[Free-text object descriptions]
Content starts

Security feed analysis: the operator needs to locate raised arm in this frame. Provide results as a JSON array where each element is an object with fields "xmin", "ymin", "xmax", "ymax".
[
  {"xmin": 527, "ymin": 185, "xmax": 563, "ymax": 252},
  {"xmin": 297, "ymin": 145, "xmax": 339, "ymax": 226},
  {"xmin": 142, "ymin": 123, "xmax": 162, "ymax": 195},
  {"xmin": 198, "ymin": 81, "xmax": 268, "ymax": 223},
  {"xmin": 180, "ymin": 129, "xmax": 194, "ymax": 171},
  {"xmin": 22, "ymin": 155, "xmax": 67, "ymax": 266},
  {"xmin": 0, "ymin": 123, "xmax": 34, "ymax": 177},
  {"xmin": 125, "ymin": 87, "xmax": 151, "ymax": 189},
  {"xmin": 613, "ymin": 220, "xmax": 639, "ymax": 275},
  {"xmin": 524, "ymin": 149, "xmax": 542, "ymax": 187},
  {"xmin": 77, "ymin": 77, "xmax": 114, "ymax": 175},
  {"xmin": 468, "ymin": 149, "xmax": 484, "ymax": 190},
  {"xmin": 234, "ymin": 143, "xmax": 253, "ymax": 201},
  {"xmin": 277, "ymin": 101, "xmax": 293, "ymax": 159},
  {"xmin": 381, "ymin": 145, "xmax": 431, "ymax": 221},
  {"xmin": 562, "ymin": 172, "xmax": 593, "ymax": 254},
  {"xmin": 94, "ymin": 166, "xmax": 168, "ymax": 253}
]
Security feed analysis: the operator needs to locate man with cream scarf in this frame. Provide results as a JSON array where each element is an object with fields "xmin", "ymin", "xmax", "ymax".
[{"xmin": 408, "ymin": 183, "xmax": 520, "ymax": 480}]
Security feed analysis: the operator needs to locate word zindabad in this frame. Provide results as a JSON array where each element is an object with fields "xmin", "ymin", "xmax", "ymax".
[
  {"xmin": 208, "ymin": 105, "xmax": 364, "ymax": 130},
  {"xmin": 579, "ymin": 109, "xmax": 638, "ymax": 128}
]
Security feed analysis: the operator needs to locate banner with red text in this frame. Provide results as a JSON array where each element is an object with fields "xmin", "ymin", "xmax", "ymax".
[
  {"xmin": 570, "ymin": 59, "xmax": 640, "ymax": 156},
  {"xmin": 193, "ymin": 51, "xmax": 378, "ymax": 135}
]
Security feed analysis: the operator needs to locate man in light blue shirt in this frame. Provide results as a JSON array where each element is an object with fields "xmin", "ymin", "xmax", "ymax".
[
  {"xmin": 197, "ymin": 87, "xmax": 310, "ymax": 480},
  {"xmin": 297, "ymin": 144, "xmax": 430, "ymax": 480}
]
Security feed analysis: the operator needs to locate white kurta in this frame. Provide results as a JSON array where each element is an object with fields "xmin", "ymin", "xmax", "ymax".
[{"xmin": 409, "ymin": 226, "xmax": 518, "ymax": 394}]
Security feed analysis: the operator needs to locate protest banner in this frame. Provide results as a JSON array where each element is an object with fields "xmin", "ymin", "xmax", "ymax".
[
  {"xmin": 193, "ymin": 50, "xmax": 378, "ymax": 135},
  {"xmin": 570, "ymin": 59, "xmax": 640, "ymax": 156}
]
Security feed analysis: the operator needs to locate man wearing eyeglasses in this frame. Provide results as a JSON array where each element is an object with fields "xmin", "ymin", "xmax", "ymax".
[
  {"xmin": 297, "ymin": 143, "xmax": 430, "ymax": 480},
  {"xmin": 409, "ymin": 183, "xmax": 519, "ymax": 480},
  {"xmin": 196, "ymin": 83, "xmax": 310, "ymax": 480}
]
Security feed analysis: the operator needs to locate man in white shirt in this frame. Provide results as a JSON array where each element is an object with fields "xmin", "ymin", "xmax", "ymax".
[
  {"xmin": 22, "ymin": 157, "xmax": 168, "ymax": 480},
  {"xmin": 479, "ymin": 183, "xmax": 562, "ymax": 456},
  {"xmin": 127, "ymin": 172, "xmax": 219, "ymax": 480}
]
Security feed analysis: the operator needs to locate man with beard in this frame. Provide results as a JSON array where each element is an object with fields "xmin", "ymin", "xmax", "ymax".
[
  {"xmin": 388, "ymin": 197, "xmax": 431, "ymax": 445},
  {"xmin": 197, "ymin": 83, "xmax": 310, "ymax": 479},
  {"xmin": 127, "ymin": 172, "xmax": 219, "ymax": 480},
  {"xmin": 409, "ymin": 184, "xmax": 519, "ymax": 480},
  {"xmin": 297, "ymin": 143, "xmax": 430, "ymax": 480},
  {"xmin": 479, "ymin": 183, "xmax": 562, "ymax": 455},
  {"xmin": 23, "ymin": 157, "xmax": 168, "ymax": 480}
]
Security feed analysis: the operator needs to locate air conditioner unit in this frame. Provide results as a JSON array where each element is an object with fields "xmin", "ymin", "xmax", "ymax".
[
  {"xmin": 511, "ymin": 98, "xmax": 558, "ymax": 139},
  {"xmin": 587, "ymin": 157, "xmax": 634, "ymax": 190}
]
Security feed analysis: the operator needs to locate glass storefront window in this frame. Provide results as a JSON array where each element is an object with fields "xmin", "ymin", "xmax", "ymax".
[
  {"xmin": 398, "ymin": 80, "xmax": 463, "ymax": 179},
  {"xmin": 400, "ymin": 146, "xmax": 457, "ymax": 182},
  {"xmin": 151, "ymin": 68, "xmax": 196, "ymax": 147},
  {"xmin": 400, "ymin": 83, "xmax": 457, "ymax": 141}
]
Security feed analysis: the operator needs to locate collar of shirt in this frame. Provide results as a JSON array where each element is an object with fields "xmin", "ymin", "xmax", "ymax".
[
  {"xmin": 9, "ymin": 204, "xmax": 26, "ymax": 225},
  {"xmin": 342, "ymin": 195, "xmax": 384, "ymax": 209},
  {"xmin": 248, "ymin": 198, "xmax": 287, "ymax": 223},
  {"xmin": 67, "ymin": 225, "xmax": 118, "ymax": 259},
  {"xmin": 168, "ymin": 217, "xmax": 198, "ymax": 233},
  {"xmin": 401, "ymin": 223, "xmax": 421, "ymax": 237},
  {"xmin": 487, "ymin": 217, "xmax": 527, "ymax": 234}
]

Content ends

Please quote the records above exactly, without skipping a line.

Security feed analysis: the operator needs to locate raised arm in this frame. Provide results as a JSON array where each element is an object with fields "xmin", "ymin", "xmax", "ymax".
[
  {"xmin": 527, "ymin": 185, "xmax": 563, "ymax": 252},
  {"xmin": 297, "ymin": 145, "xmax": 339, "ymax": 226},
  {"xmin": 142, "ymin": 123, "xmax": 162, "ymax": 195},
  {"xmin": 198, "ymin": 81, "xmax": 268, "ymax": 223},
  {"xmin": 180, "ymin": 129, "xmax": 194, "ymax": 171},
  {"xmin": 22, "ymin": 155, "xmax": 67, "ymax": 266},
  {"xmin": 0, "ymin": 123, "xmax": 34, "ymax": 177},
  {"xmin": 125, "ymin": 87, "xmax": 151, "ymax": 189},
  {"xmin": 613, "ymin": 220, "xmax": 639, "ymax": 275},
  {"xmin": 524, "ymin": 149, "xmax": 542, "ymax": 187},
  {"xmin": 77, "ymin": 77, "xmax": 114, "ymax": 175},
  {"xmin": 468, "ymin": 149, "xmax": 484, "ymax": 190},
  {"xmin": 234, "ymin": 143, "xmax": 253, "ymax": 201},
  {"xmin": 277, "ymin": 101, "xmax": 293, "ymax": 159},
  {"xmin": 381, "ymin": 145, "xmax": 431, "ymax": 221},
  {"xmin": 562, "ymin": 172, "xmax": 593, "ymax": 254},
  {"xmin": 94, "ymin": 166, "xmax": 168, "ymax": 253}
]
Security feed analysis: the operator needs to locate man with cream scarf in this frame. Provide results as a JSON array where each element is an object with fields "xmin", "ymin", "xmax", "ymax".
[{"xmin": 408, "ymin": 183, "xmax": 520, "ymax": 480}]
Security feed analysis: the operator needs to locate word zindabad in this frame. Provide results as a JSON array where each element is an object with fields "xmin", "ymin", "xmax", "ymax".
[
  {"xmin": 208, "ymin": 105, "xmax": 364, "ymax": 130},
  {"xmin": 579, "ymin": 109, "xmax": 638, "ymax": 128}
]
Security feed analysis: the operator needs to locate banner with red text in this frame. Provide results as a JSON array where each element is an object with fields "xmin", "ymin", "xmax", "ymax".
[
  {"xmin": 570, "ymin": 59, "xmax": 640, "ymax": 156},
  {"xmin": 193, "ymin": 51, "xmax": 378, "ymax": 135}
]
Security feed analysis: the operator needs to locate man in light blue shirt in this frame. Provide results as a JSON array where each element is an object with fields "xmin", "ymin", "xmax", "ymax".
[
  {"xmin": 197, "ymin": 87, "xmax": 310, "ymax": 480},
  {"xmin": 297, "ymin": 144, "xmax": 430, "ymax": 480}
]
Security feed analysis: the operator needs to locate white kurta in this frame. Provide results as a JSON array where each element is an object with fields "xmin", "ymin", "xmax", "ymax".
[{"xmin": 409, "ymin": 226, "xmax": 518, "ymax": 394}]
Security feed analysis: the operator needs to locate protest banner in this frame. Provide results as a JSON array where each element is an object with fields "xmin", "ymin", "xmax", "ymax".
[
  {"xmin": 193, "ymin": 50, "xmax": 378, "ymax": 135},
  {"xmin": 570, "ymin": 59, "xmax": 640, "ymax": 156}
]
Security feed analysis: the operator needs to locate man wearing eyeglasses in this frame. Provide results as a JSON array where each element is an object with fields "xmin", "ymin", "xmax", "ymax".
[
  {"xmin": 297, "ymin": 143, "xmax": 430, "ymax": 480},
  {"xmin": 409, "ymin": 183, "xmax": 519, "ymax": 480},
  {"xmin": 196, "ymin": 83, "xmax": 310, "ymax": 480}
]
Security feed analysis: the operator needs to locate man in white shirt in this frame. Provide results as a JSON array where each element is an object with fields "xmin", "ymin", "xmax", "ymax".
[
  {"xmin": 22, "ymin": 157, "xmax": 168, "ymax": 480},
  {"xmin": 479, "ymin": 183, "xmax": 562, "ymax": 456},
  {"xmin": 127, "ymin": 172, "xmax": 219, "ymax": 480}
]
Security feed analysis: the operator needs to locate man with beard in this frame. Provide results as a JSON array where each element is an object with fields "xmin", "ymin", "xmax", "ymax".
[
  {"xmin": 388, "ymin": 197, "xmax": 431, "ymax": 445},
  {"xmin": 197, "ymin": 83, "xmax": 310, "ymax": 479},
  {"xmin": 127, "ymin": 172, "xmax": 219, "ymax": 480},
  {"xmin": 409, "ymin": 184, "xmax": 519, "ymax": 480},
  {"xmin": 297, "ymin": 143, "xmax": 430, "ymax": 480},
  {"xmin": 479, "ymin": 183, "xmax": 562, "ymax": 455},
  {"xmin": 23, "ymin": 157, "xmax": 168, "ymax": 480}
]
Security feed analysis: the operator needs to locate air conditioner unit in this frame. Provide results as a JSON array where each element is an object with fields "xmin", "ymin", "xmax", "ymax".
[
  {"xmin": 511, "ymin": 98, "xmax": 558, "ymax": 139},
  {"xmin": 587, "ymin": 157, "xmax": 634, "ymax": 190}
]
Security feed analysis: the operator needs to locate glass storefront window in this frame. Provide results as a JSON array where each element is an object with fields "xmin", "ymin", "xmax", "ymax".
[
  {"xmin": 398, "ymin": 80, "xmax": 463, "ymax": 179},
  {"xmin": 400, "ymin": 146, "xmax": 457, "ymax": 182},
  {"xmin": 151, "ymin": 68, "xmax": 196, "ymax": 147},
  {"xmin": 400, "ymin": 83, "xmax": 457, "ymax": 141}
]
Security feed analysis: the operator needs to locate collar of shirt in this frame. Provide results as a JSON array where each element is an object with fields "xmin", "ymin", "xmax", "ymax".
[
  {"xmin": 9, "ymin": 204, "xmax": 26, "ymax": 225},
  {"xmin": 342, "ymin": 195, "xmax": 384, "ymax": 209},
  {"xmin": 248, "ymin": 198, "xmax": 287, "ymax": 223},
  {"xmin": 67, "ymin": 225, "xmax": 118, "ymax": 259},
  {"xmin": 168, "ymin": 217, "xmax": 198, "ymax": 233},
  {"xmin": 401, "ymin": 223, "xmax": 421, "ymax": 237},
  {"xmin": 487, "ymin": 217, "xmax": 527, "ymax": 234}
]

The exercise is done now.